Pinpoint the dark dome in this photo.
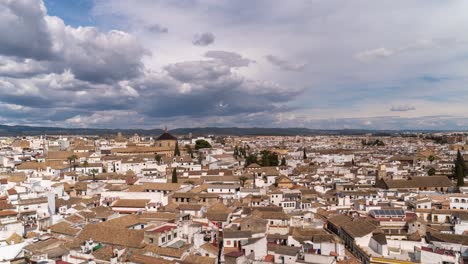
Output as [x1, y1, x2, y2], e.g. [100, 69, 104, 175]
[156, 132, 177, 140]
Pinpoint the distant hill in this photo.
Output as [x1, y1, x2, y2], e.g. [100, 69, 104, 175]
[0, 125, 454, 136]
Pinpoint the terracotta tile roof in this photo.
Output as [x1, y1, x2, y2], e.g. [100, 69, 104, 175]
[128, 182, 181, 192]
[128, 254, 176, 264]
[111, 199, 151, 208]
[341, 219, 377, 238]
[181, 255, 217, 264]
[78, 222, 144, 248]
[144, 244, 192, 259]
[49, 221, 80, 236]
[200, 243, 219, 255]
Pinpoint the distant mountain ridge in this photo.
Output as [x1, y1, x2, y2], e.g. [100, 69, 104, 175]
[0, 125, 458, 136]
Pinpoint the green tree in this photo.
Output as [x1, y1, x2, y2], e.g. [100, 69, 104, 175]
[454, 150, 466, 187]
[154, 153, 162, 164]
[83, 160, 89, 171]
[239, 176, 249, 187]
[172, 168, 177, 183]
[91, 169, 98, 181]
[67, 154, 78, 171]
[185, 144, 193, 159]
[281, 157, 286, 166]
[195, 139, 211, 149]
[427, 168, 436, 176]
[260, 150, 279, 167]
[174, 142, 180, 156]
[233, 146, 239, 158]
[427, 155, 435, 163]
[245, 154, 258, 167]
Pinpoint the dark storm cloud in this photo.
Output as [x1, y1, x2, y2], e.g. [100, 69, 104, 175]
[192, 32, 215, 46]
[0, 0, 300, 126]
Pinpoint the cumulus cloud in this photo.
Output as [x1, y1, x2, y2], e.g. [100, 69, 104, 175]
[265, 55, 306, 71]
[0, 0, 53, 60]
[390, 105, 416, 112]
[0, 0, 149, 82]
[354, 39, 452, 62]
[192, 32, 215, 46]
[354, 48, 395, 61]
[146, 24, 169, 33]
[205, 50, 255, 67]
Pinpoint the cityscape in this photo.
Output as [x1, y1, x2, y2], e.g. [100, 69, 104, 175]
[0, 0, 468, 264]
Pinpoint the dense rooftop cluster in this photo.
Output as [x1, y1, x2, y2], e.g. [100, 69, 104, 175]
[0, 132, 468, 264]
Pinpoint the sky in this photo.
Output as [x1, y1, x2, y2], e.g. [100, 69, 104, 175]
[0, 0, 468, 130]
-------
■ Task directions
Copy all of the material above word for word, leaving out the picture.

■ Reply to the exercise
Pinpoint the dark dome in this photo.
Output as [x1, y1, x2, y2], e.g. [100, 69, 104, 175]
[156, 132, 177, 140]
Pinpoint the distant hill in this photo.
Output as [x1, y1, x2, y2], e.g. [100, 69, 104, 175]
[0, 125, 454, 136]
Pinpoint the terracotta tile roof in this photo.
Output as [x1, y1, x2, y2], e.g. [100, 69, 104, 175]
[128, 182, 181, 192]
[128, 254, 176, 264]
[111, 199, 151, 208]
[341, 219, 377, 238]
[181, 255, 217, 264]
[78, 222, 144, 248]
[144, 244, 192, 259]
[49, 221, 80, 236]
[200, 243, 219, 255]
Pinpoint the distant mountain ridge in this photo.
Output as [x1, y1, x2, y2], e.g. [100, 69, 104, 175]
[0, 125, 458, 136]
Pinpoint the green tree in this photo.
Output as [x1, y1, x2, y2], e.g. [100, 69, 104, 175]
[454, 150, 466, 187]
[154, 153, 162, 164]
[83, 160, 89, 171]
[239, 176, 249, 187]
[172, 168, 177, 183]
[91, 169, 98, 181]
[67, 154, 78, 171]
[185, 144, 193, 159]
[281, 157, 286, 166]
[195, 139, 211, 149]
[427, 168, 436, 176]
[260, 150, 279, 167]
[174, 142, 180, 156]
[233, 146, 239, 158]
[427, 155, 435, 163]
[245, 154, 258, 167]
Pinpoint the dark storm cloud in this photo.
Output as [x1, y1, x2, y2], e.g. [100, 69, 104, 175]
[192, 32, 215, 46]
[0, 0, 300, 126]
Pinpoint the cumulus cloud in this photo.
Output as [x1, y1, x2, y2], e.g. [100, 69, 104, 175]
[265, 55, 306, 71]
[0, 0, 53, 60]
[390, 105, 416, 112]
[0, 0, 149, 82]
[354, 39, 452, 62]
[192, 32, 215, 46]
[354, 48, 395, 61]
[146, 24, 169, 33]
[205, 50, 255, 67]
Pinpoint the cityscape in this photo.
Output as [x1, y1, x2, y2], e.g. [100, 69, 104, 175]
[0, 0, 468, 264]
Pinpoint the dense rooftop cluster in this photo.
Output as [x1, y1, x2, y2], e.g. [100, 69, 104, 175]
[0, 132, 468, 264]
Pinpoint the sky in this photo.
Output as [x1, y1, x2, y2], e.g. [100, 69, 104, 175]
[0, 0, 468, 130]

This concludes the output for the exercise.